— List of tasks —
• 1. Answer these questions using the passage on local air pollution ordinances:
(a) On what date did the Council of Kulpmont Borough vote to pass its mercury and dioxin standards?
(b) How far from a residential property must a facility needing an air pollution permit be under the Kulpmont Borough version?
(c) Under what citation was the relevant section of Pennsylvania's Air Pollution Control Act incorporated in state law?
• 2. In the passage on local air pollution ordinances, reproduce word for word the stretch from "On January 9th, 2007, the" through "a residential property.".

— Passage to read —
= = =

The Kulpmont ordinance was challenged in federal court and on 3/27/2008, the federal judge ruled in summary judgment in favor of the borough on all counts, upholding the ordinance. For details, see:

On January 9th, 2007, the Council of Kulpmont Borough -- a small town in northeastern Pennsylvania -- voted unanimously to pass the toughest mercury and dioxin standards in the U.S. This follows on our previous victory getting Pennsylvania's West Reading Borough to unanimously pass a mercury-only version of the ordinance on July 18th, 2006. Both communities faced proposed crematoria.

We wrote the law to require that any crematorium or medical waste incinerator monitor continuously for mercury and dioxins and that all emissions data must be reported real-time to the public via a website. It also sets very strict standards for mercury and dioxin emissions that will result in fines and possible imprisonment if these standards are violated. The Kulpmont Borough version also requires that any facility requiring an air pollution permit be at least 900 feet from a residential property.

On January 21, 2013, Peters Township (Washington County) passed an ordinance requiring continuous monitoring of mercury and dioxins from crematoria, as well as regulating a few other pollutants. See articles on this here and here.

Pennsylvania's Air Pollution Control Act includes a section that was incorporated in state law as 35 P.S. 4012 -- a statute that specifically allows local governments in the state to have stricter air pollution laws than the state or federal clean air laws. We're taking advantage of this to create strong local air pollution laws that create levels of accountability that air polluting corporations will not want to operate under. We hope to see these sorts of laws used in other states, where legally possible.

We now plan to use these types of ordinances to protect communities from other types of polluting industries such as coal facilities, ethanol biorefineries and incinerators. We'd like to see mercury and dioxin emissions regulated for landfill gas burners, as they are worse emitters than coal plants and trash incinerators, respectively. For larger industrial facilities like the many coal and ethanol plants planned for our state, we hope to see our more comprehensive version used -- one which covers about 30 pollutants.

= = =

(Stored data entries)
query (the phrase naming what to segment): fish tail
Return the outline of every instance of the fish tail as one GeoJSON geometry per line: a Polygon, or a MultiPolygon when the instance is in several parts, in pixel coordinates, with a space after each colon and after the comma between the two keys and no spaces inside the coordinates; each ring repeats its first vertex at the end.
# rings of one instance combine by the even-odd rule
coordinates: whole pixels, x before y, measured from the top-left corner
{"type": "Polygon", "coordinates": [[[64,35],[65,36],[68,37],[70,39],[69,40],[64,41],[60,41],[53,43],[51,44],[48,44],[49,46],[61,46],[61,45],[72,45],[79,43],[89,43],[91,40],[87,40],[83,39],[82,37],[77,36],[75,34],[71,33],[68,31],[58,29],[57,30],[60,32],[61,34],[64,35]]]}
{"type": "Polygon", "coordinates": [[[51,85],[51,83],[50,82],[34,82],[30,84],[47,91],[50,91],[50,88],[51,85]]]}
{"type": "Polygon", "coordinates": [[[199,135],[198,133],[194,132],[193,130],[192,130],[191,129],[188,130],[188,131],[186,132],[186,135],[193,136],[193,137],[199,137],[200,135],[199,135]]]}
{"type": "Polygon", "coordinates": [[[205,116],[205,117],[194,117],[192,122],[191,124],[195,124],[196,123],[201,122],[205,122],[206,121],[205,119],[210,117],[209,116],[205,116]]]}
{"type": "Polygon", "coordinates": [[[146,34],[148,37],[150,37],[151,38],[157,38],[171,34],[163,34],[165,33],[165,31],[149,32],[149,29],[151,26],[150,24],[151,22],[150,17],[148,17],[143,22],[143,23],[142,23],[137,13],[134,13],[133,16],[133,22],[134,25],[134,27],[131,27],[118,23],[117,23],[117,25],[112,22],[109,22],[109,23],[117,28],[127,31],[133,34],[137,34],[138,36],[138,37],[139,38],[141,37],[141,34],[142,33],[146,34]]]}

= = =

— Exercise answers —
• 1.
(a) January 9th, 2007
(b) At least 900 feet
(c) 35 P.S. 4012

• 2.
On January 9th, 2007, the Council of Kulpmont Borough -- a small town in northeastern Pennsylvania -- voted unanimously to pass the toughest mercury and dioxin standards in the U.S. This follows on our previous victory getting Pennsylvania's West Reading Borough to unanimously pass a mercury-only version of the ordinance on July 18th, 2006. Both communities faced proposed crematoria.

We wrote the law to require that any crematorium or medical waste incinerator monitor continuously for mercury and dioxins and that all emissions data must be reported real-time to the public via a website. It also sets very strict standards for mercury and dioxin emissions that will result in fines and possible imprisonment if these standards are violated. The Kulpmont Borough version also requires that any facility requiring an air pollution permit be at least 900 feet from a residential property.